◆ GOAL OF THE EXERCISE
Quote in full each line of the listing below that contains the word "vanity".

— START OF TASK DATA —

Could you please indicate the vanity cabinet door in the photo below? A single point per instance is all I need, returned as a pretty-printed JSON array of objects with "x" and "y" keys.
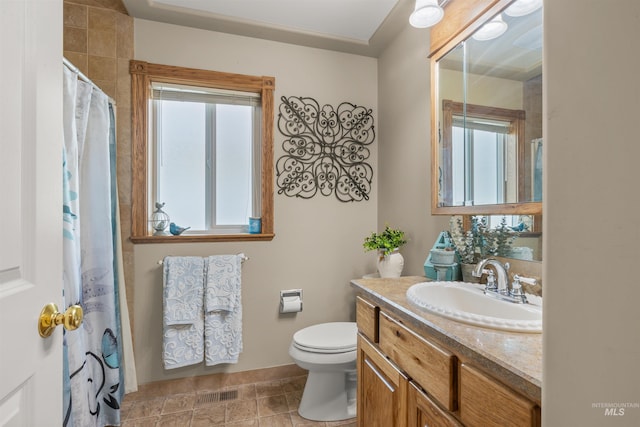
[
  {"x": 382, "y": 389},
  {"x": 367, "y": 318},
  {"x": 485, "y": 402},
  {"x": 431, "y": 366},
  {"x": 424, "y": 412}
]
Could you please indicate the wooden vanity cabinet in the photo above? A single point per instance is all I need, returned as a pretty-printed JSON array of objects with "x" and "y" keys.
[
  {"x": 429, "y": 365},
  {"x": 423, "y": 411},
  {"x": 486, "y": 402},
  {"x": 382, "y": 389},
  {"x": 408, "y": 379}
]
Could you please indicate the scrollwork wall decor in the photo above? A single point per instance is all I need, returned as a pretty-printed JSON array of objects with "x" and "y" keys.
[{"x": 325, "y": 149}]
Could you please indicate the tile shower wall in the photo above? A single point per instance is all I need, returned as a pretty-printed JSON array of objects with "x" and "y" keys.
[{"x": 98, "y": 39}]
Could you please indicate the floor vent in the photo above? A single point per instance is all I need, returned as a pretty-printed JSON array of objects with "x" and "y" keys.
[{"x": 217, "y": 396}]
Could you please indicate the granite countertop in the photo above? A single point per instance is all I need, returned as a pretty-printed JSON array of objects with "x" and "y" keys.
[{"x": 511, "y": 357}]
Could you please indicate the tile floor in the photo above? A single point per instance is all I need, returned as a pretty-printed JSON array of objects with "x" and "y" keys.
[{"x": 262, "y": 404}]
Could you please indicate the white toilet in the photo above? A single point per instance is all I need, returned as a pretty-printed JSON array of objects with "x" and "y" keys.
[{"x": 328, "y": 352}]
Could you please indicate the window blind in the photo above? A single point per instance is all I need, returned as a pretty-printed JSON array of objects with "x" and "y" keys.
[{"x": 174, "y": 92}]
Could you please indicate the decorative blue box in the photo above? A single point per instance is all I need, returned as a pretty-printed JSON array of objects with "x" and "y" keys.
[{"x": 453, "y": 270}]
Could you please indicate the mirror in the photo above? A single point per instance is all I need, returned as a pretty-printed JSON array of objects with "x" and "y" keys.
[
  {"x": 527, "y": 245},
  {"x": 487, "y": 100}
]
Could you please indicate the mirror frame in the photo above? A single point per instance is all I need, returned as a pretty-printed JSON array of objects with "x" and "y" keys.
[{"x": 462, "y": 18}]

— END OF TASK DATA —
— START OF TASK DATA —

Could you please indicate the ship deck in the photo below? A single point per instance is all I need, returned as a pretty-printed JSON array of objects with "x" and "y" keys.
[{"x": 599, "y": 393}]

— END OF TASK DATA —

◆ SOLUTION FOR THIS TASK
Could you please indicate the vanity cabinet door in the photo below? A single point per instance is all I need, returned as a pretty-printed JSON array of objects with "x" and "y" keys.
Could you please indicate the wooden vanity cabinet in the photo above? A single point per instance is all I need, returned as a pretty-printed JSON array of objects with "x" and "y" keys.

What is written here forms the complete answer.